# [Objective]
What do the lines say from the one containing "POST /point" to the end of the records? Restate them word for word, and only those.

-- Records to use start --

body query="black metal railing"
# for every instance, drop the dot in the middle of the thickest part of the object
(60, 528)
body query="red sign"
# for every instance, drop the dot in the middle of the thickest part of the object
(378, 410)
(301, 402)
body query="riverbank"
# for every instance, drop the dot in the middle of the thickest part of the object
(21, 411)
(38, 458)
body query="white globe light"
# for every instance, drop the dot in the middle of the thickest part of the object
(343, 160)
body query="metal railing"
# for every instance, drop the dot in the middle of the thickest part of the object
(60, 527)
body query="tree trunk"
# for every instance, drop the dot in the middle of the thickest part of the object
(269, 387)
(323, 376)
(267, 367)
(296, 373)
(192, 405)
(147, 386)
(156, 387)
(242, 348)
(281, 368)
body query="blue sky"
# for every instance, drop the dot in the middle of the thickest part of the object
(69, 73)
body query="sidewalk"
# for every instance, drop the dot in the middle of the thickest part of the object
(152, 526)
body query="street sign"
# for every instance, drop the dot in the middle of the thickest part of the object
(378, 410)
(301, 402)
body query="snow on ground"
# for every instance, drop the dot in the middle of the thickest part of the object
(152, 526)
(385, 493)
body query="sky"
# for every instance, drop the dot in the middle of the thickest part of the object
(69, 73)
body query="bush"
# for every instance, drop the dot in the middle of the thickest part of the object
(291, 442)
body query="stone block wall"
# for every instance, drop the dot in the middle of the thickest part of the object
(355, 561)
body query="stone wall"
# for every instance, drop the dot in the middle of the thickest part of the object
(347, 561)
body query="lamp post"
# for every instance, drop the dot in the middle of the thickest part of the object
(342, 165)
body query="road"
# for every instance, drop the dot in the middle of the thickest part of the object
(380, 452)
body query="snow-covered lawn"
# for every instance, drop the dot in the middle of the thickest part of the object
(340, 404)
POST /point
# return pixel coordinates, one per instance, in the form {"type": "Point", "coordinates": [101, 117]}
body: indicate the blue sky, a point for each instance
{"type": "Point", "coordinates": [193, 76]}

-- Records to use end --

# [Complete answer]
POST /point
# return pixel coordinates, one per instance, in the form {"type": "Point", "coordinates": [101, 117]}
body: indicate the blue sky, a point for each instance
{"type": "Point", "coordinates": [193, 76]}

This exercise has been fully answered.